**TEXTO FORNECIDO**
* * *
Inércia e balas de canhão


Marcelo Gleiser
especial para a Folha

Antes da época de Galileu Galilei, no início do século 17, existia uma grande confusão com relação ao que seria o movimento natural de um corpo.

Uma gravura feita durante a Idade Média mostra a trajetória de uma bala de canhão. A gravura faz parte de um tratado de balística, provavelmente para educar futuros comandantes de artilharia. O canhão estava na parte interior de um castelo protegido por uma grande muralha. As tropas inimigas estavam do lado de fora. O objetivo militar era disparar a bala de canhão de modo que ela atingisse as tropas inimigas. A gravura mostrava a trajetória "ideal" da bala: ela saía do canhão em uma linha reta, inclinada com relação ao chão, passava sobre a muralha e, quando estava bem acima das tropas, simplesmente caia verticalmente, como uma pedra jogada do alto de um prédio.
* * *
**MATERIAL FORNECIDO**
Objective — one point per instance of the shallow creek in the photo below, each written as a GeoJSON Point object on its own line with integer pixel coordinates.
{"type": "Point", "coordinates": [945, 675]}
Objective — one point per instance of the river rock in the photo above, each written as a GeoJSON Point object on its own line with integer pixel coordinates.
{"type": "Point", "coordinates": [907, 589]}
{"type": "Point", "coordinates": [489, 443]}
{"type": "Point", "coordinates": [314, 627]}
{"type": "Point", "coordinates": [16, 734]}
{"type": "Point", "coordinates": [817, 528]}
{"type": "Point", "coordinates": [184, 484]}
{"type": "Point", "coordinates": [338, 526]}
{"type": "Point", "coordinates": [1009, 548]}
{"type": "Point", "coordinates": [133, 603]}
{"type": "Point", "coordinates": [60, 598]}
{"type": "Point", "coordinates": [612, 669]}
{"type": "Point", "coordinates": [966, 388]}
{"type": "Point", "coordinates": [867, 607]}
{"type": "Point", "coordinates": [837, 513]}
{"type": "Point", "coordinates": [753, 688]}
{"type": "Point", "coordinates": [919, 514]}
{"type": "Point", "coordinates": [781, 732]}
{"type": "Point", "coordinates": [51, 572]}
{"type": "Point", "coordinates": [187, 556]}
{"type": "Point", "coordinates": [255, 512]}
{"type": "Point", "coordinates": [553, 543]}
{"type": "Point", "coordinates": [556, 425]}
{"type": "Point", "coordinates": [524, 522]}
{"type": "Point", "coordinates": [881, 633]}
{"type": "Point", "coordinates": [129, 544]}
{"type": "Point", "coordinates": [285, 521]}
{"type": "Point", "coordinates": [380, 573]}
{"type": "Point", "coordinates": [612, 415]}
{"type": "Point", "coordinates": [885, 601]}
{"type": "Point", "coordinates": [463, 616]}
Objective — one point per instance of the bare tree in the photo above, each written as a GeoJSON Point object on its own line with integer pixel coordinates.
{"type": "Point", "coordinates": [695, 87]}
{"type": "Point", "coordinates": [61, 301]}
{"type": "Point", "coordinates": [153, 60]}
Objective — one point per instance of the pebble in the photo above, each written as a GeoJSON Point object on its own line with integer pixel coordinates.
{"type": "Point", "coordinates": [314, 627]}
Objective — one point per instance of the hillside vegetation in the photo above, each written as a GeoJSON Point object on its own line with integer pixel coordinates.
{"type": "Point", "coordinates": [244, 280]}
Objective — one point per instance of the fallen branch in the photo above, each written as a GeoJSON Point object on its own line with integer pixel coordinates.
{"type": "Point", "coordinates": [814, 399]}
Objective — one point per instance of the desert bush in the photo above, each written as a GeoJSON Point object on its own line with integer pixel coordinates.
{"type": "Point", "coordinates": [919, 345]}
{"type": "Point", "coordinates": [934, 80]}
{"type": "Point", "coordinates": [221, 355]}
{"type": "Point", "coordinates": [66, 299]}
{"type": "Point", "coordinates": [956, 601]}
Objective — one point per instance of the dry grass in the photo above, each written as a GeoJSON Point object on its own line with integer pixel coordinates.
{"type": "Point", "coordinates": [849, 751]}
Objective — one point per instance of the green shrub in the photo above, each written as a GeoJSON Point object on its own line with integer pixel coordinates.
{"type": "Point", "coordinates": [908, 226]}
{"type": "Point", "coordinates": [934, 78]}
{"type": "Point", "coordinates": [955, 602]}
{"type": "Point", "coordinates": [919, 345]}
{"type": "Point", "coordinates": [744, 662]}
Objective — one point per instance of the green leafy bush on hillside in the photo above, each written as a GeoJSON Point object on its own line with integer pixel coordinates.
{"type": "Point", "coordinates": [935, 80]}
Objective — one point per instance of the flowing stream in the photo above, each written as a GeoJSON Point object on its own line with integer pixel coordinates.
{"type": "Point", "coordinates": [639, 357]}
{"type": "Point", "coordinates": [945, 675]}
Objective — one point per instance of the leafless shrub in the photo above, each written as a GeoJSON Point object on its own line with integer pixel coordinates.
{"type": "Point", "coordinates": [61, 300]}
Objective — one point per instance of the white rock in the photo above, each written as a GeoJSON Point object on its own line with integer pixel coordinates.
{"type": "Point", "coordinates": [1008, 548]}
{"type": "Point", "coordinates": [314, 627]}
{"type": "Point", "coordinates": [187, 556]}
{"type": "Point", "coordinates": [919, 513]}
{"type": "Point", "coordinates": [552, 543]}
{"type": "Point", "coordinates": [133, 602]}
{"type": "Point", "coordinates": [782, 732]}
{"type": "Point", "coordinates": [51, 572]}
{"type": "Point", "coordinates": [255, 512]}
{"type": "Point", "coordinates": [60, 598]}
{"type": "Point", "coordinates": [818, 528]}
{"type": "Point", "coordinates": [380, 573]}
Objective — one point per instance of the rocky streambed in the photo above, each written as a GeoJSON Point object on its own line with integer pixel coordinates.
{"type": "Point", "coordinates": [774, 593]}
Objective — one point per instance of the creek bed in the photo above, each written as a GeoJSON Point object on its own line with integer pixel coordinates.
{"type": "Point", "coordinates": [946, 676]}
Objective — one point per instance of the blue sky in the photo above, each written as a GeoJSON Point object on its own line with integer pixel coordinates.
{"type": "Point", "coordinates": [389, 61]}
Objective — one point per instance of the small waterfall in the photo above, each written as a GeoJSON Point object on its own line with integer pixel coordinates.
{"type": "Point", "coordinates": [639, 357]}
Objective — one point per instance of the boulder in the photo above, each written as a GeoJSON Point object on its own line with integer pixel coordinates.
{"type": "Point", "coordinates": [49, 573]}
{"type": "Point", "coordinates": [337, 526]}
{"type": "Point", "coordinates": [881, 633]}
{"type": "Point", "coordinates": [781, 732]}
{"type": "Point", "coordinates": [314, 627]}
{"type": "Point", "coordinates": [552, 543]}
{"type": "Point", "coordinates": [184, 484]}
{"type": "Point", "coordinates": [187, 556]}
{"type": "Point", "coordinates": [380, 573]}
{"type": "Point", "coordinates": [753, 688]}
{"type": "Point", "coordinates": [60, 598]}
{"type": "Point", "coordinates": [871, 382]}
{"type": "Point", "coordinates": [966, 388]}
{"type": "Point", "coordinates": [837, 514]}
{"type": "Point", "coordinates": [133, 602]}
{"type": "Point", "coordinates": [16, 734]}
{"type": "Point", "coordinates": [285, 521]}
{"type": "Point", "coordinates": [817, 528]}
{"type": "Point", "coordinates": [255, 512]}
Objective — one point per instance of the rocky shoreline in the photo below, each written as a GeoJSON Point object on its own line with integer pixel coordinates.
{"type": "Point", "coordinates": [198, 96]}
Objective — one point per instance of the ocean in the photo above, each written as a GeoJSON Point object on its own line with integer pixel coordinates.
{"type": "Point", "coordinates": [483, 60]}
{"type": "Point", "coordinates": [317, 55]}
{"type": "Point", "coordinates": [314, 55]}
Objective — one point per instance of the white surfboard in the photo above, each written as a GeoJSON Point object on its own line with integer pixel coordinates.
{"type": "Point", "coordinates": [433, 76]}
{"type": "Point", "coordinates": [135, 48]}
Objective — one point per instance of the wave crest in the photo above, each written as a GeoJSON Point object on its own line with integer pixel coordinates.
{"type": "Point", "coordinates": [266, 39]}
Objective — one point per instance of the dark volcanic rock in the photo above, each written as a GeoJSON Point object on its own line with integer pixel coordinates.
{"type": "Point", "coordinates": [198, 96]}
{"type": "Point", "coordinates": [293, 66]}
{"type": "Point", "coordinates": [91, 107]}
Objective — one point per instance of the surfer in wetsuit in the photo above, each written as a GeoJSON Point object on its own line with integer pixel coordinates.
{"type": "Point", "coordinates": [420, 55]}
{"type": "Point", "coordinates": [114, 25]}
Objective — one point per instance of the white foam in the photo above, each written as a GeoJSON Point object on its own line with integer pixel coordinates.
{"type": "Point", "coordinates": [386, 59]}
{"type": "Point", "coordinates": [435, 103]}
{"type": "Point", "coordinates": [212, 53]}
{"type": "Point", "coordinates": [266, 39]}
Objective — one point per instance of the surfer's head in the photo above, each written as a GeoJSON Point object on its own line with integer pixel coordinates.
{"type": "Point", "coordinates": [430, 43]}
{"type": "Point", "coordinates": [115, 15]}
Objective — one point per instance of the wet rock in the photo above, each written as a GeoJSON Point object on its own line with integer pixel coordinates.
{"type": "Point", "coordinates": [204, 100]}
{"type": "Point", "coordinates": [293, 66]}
* * *
**INSTRUÇÃO DE TRABALHO A**
Relacione, na ordem em que aparecem, as etapas da trajetória "ideal" da bala que a gravura mostrava, segundo o texto sobre inércia e balas de canhão.
**INSTRUÇÃO DE TRABALHO B**
Prossiga o texto sobre inércia e balas de canhão a partir da última frase apresentada, com um ou dois parágrafos.

**RESPOSTA A**
1. A bala saía do canhão em uma linha reta, inclinada com relação ao chão.
2. Passava sobre a muralha.
3. Quando estava bem acima das tropas, simplesmente caía verticalmente, como uma pedra jogada do alto de um prédio.

**RESPOSTA B**
Sempre achei essa gravura incrível. Como seria possível alguém acreditar que a bala se move desse jeito? Qualquer criança sabe muito bem que, quando se atira uma pedra para a frente, sua trajetória descreve um arco, mais precisamente uma parábola, e não duas linhas retas formando um triângulo com o chão. Será que o ilustrador nunca havia atirado uma pedra, ou visto uma catapulta lançar bólidos contra tropas inimigas? (Aliás, os bólidos incluíam de pedras e bolas de piche em chamas a vacas, cabras e até cadáveres putrefatos.)

A resposta é que o ilustrador separava o que via de como explicava o que via. Na época, os movimentos eram explicados pela física aristotélica, que os dividia em dois tipos, naturais ou forçados. Segundo Aristóteles, o movimento natural dos objetos era retornar ao seu lugar de origem em linha reta. Portanto, o que era feito de terra deveria retornar à terra, o que era feito de água, à água, de ar, ao ar, e de fogo, ao fogo. O que cai cai em linha reta, o que sobe (ar e fogo) sobe em linha reta.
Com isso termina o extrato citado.